(Coordinate annotation records)
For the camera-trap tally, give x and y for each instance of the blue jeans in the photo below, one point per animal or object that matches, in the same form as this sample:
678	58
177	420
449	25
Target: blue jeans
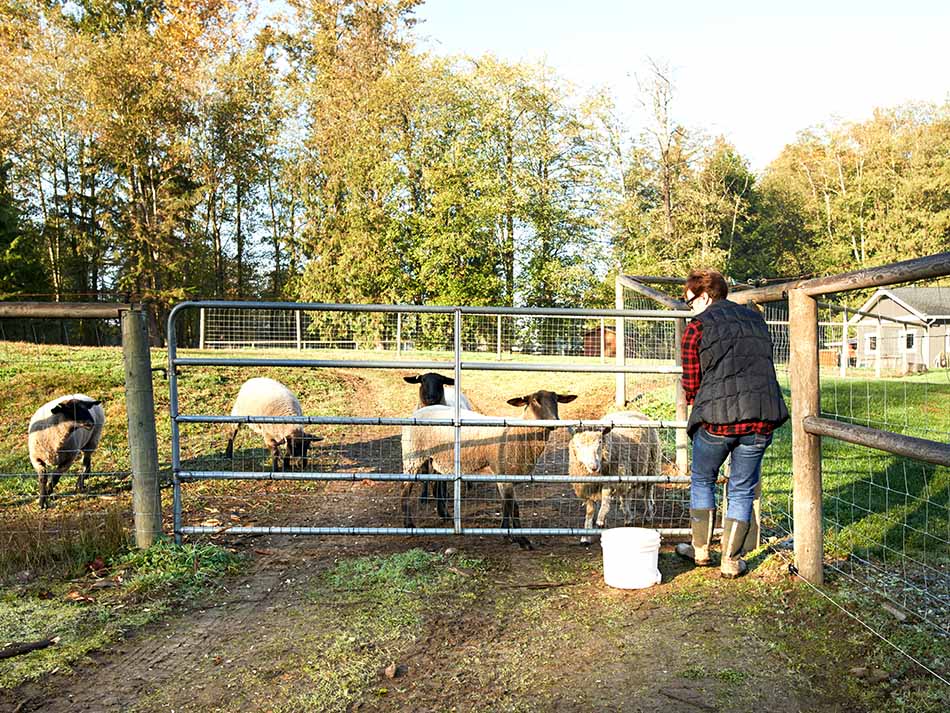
709	453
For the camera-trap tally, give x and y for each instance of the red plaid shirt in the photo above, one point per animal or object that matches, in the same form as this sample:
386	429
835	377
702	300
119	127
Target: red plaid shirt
692	375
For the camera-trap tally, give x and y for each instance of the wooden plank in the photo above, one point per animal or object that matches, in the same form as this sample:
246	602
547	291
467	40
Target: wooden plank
62	310
806	447
895	443
906	271
653	294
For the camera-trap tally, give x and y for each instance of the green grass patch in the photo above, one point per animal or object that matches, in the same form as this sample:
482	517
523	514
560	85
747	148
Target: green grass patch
142	586
379	605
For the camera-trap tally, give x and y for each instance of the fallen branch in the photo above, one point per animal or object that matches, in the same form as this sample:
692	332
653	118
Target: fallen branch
8	652
538	585
683	699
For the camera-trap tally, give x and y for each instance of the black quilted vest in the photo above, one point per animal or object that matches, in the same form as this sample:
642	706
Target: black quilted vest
738	377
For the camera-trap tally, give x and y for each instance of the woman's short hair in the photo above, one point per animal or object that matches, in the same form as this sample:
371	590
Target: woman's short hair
708	282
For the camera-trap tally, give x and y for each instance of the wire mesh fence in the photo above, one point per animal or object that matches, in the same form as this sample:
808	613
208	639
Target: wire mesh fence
355	467
883	360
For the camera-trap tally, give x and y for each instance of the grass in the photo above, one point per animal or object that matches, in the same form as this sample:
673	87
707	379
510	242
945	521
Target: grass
379	605
142	585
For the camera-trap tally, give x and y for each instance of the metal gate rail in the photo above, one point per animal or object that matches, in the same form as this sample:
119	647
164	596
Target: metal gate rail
177	418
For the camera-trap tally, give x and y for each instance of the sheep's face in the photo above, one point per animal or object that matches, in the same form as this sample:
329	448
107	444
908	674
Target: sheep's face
77	411
541	405
587	449
431	387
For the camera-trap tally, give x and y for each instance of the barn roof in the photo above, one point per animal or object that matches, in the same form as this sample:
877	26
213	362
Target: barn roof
925	303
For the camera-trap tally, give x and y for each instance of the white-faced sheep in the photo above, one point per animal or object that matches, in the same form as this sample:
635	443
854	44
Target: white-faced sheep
266	397
60	430
615	451
512	450
435	389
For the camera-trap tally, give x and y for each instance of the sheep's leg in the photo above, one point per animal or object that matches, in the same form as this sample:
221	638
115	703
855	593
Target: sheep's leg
588	521
44	494
625	501
86	469
511	514
229	451
406	501
605	496
440	491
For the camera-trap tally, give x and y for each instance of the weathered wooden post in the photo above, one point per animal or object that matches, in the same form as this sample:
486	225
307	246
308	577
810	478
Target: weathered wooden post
925	354
879	336
140	408
806	448
498	336
843	359
621	350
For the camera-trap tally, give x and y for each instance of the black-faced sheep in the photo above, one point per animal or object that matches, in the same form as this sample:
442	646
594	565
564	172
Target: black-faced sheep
266	397
615	451
435	389
60	430
511	450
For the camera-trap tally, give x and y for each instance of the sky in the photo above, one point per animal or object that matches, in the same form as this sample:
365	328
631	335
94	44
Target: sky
755	76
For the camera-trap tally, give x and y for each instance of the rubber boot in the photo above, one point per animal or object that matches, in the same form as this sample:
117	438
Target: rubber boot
701	521
733	538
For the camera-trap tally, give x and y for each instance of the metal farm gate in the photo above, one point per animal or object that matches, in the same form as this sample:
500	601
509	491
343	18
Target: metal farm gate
470	342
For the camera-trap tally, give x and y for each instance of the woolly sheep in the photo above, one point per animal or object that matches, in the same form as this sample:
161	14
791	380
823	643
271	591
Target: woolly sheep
615	451
266	397
60	430
435	389
512	450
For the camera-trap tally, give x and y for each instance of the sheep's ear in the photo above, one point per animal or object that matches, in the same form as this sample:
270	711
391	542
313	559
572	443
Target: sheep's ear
62	406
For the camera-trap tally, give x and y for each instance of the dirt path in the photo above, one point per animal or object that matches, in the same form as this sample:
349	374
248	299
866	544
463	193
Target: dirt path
523	645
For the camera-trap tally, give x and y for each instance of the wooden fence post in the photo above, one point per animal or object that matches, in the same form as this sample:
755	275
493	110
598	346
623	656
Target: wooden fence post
843	366
143	448
806	448
621	396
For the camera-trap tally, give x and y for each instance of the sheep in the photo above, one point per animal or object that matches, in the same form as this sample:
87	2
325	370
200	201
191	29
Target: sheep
621	451
59	431
436	389
266	397
512	450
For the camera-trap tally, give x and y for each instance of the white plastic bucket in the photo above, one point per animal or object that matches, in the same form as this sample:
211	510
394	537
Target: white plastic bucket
630	557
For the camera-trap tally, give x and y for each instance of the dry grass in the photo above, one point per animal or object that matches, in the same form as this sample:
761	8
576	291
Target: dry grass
59	544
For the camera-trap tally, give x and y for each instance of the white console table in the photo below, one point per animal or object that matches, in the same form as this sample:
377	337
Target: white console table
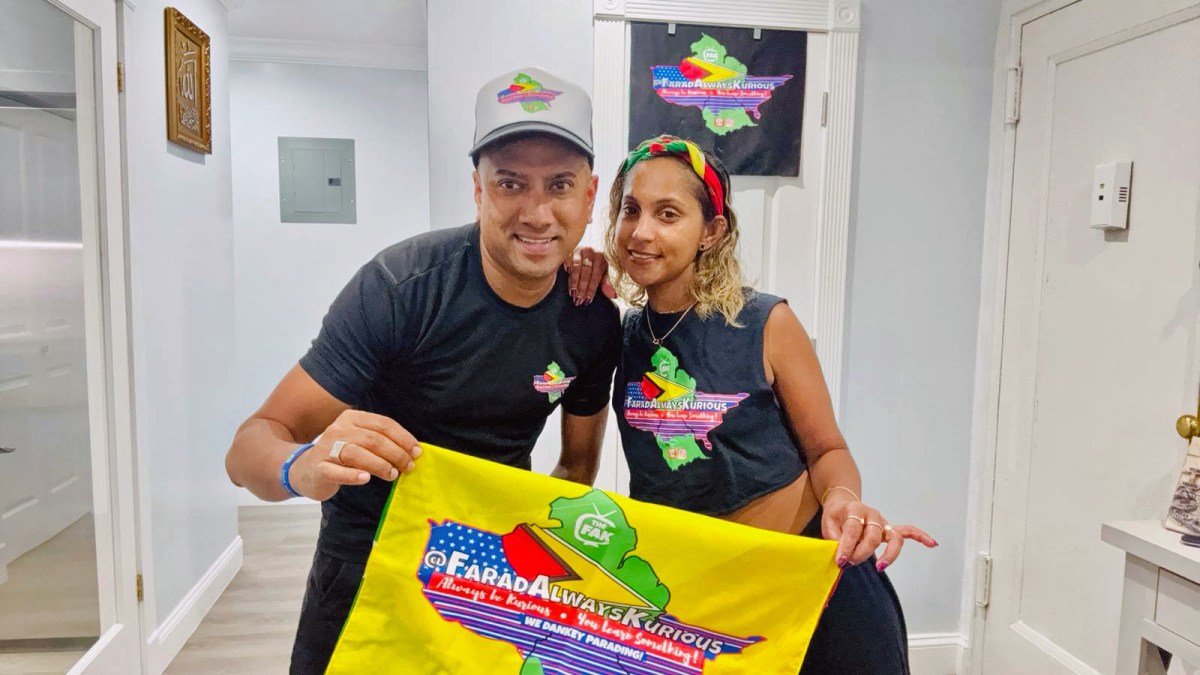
1161	601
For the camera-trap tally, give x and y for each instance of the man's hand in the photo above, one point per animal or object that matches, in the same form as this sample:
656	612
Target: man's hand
589	270
373	446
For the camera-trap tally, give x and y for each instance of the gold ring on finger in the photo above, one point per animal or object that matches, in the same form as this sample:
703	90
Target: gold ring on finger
335	453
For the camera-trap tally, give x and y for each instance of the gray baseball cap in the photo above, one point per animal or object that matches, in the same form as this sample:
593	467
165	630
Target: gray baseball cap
533	100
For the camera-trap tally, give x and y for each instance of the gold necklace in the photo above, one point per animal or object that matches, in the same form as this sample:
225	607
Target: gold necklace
655	339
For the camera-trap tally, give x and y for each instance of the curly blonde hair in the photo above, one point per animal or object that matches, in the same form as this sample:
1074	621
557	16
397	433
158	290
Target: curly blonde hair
718	285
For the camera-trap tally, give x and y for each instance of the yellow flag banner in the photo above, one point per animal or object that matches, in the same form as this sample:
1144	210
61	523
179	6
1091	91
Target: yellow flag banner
479	567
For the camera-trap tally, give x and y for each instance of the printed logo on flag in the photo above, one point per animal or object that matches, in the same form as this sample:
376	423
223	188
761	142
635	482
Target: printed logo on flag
666	404
553	382
527	589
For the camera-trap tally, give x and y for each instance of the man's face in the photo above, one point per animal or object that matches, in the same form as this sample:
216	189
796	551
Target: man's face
533	201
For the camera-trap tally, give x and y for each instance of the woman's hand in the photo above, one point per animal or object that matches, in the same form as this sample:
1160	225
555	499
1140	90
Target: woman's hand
859	530
589	270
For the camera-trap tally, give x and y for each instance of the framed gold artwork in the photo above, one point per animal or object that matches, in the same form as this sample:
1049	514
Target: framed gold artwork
189	84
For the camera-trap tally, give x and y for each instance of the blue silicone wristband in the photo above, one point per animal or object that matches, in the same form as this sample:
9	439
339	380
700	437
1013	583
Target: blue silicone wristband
287	467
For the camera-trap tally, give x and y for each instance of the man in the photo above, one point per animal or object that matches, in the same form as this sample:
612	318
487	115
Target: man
463	338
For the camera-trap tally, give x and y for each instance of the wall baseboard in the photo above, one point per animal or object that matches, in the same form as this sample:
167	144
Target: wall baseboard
169	637
936	653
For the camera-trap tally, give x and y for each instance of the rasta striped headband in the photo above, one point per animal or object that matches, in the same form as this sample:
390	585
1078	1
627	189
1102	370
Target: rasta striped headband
690	154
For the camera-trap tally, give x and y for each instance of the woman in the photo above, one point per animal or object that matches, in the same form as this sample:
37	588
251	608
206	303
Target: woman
721	404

== AIM OF THE EXERCISE ==
Write out, unchanged, the lines of the records from the one containing "the woman in" through the end of the records.

== OUTPUT FOR THIS TASK ==
For the camera-trap tally, give x and y for each instance of the woman in the photo above, one point per animal or object that matches, in the same form as this sample:
37	588
251	608
206	303
Target: woman
721	404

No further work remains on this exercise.